WHAT NEEDS TO BE DONE:
Reproduce the listing below character for character; drop every image.

Data items:
◆ ◆ ◆

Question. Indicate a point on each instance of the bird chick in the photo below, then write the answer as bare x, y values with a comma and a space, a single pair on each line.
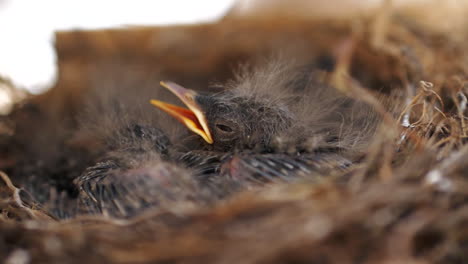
274, 109
273, 122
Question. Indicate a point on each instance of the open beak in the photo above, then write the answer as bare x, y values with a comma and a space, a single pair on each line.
193, 117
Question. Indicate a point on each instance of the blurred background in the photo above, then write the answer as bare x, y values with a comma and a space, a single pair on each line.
27, 27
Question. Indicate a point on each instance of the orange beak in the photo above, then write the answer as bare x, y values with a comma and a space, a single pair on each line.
193, 117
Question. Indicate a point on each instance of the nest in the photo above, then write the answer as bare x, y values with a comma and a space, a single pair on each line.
406, 202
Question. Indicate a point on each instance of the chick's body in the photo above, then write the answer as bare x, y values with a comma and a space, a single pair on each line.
272, 123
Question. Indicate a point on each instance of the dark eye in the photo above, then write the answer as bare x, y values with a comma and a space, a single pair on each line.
224, 128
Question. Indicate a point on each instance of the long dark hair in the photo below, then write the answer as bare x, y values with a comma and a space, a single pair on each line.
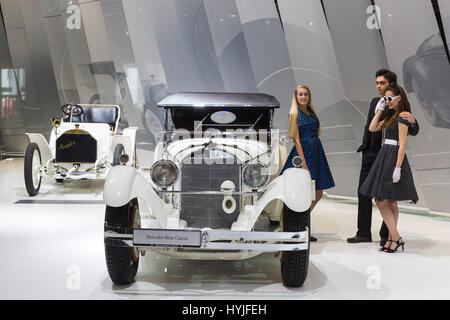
391, 114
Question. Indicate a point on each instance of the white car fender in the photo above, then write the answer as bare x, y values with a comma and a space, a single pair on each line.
128, 139
293, 187
39, 139
297, 189
125, 183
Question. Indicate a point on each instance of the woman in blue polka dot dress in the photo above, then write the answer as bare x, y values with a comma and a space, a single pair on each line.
304, 129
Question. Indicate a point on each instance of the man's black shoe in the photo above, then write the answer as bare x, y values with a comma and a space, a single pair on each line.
357, 239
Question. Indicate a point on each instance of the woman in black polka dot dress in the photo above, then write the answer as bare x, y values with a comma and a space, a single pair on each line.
304, 129
390, 178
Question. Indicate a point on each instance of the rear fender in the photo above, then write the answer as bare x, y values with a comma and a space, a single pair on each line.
128, 140
125, 183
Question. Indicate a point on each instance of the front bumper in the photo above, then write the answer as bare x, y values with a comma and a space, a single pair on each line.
208, 239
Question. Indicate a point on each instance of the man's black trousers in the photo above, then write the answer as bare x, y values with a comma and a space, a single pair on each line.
365, 202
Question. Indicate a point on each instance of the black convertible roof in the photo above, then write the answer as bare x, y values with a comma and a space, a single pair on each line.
219, 100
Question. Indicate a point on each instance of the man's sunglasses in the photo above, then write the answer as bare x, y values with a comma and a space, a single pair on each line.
390, 99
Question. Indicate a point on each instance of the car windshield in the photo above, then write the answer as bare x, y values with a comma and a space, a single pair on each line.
194, 118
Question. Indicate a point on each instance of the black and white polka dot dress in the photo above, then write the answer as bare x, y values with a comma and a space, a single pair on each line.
379, 184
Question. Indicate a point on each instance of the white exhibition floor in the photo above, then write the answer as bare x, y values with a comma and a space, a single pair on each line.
53, 249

◆ ◆ ◆

RESPONSE TO THIS EXERCISE:
Question. Indicate a point on each instance of the bird chick in the photo below, then write the answer as bare x, y values with a comma and a space, a single pair on each line.
274, 109
273, 122
Question. Indicate a point on each instance of the open beak in the photo above, then write the answer as bare x, y values with a comma and a space, a single pair on each line.
193, 117
Question. Indicate a point on each instance of the blurred background in the photo above, then write the answer as bare x, y values with a comma and a space, a single pair on each line.
27, 27
Question. Indicate a point on each instance of the orange beak in the photo above, then write the answer as bare x, y values with a comma and a space, a single pair on each line.
193, 117
Question. Indicate a point on each instance of the nest in the photo above, then write the answer as bare x, y values with a comma and a space, a single pair on each line.
406, 202
Question. Indicate a point on each instance of the chick's body in the photo above, then write the answer as bare x, y values with a comma and a space, a single pair on each line.
272, 123
Question. Indicate a point on each instance of the dark eye in the photo above, then write the answer as bare x, y values with a comma and a space, a single pair on each line.
224, 128
Question. Indicate a point on each instance of the long dark hair in the photo below, then write the answer as bare x, y values with a comma and a space, a single pair on each line.
391, 114
Question. Indicate a point on each instance of the white car fender in the photo above, then write the answer as bare x, y values with a comma and a space, a single pair on each line.
128, 139
293, 187
39, 139
297, 189
125, 183
Question. Indicate a point on each instance of the woman in blue polka dot dress in the photo above, then write the answer as bare x, y values with a comma and a space, a single pair on each line.
304, 129
Question. Indicate a point on each instance of the man's black shoe in the photo above, then write the answer as bare x, y values with a comma and a space, a single pair on each line.
357, 239
Question. Indicate a point on each instance of the woman in black polka dot dress in the photo above, then write the answer as bare x, y values with a comma and a space, a single pair on each line.
304, 129
390, 178
Question. Indicate a point on each instance of the rear fender in the photo above, then write the answer as bare x, y values with a comma and a space, a single pair on each line.
128, 140
125, 183
Question. Indicate a point on each instance of the front bumper in the photo above, then write the answer as bare x, y values with a comma and a space, a single pair on each line.
208, 239
Question. Indicate a point on each instance of the man's black trousers in the photo above, then write the answer as bare x, y values with a comma and a space, a single pair on each line.
365, 202
Question. Indicate a point on each instance of the black convertible roof in the photo above, then write the answer as bare x, y values with a comma and a space, a single pair on each line.
219, 100
Question. Indicate a point on each instance of the man's sunglasses in the photo above, then write the answer as bare x, y values with a comma and a space, a single pair on each line.
390, 99
Question. Indicate a point on each instance of the car windshield in the photo above, then write the answer as bare x, y values with a comma and a space, a single pair on each line.
194, 118
Question. Indicate a point on each instance of the black and white polka dot dress in the photo above, then write the answer as bare x, y values with a comma and a space, a single pair on each line.
379, 184
Question. Indicate a point on each instance of the white exhibition floor in the photo above, then write the answer as bare x, y values with a comma and a space, a single pair on each line.
53, 249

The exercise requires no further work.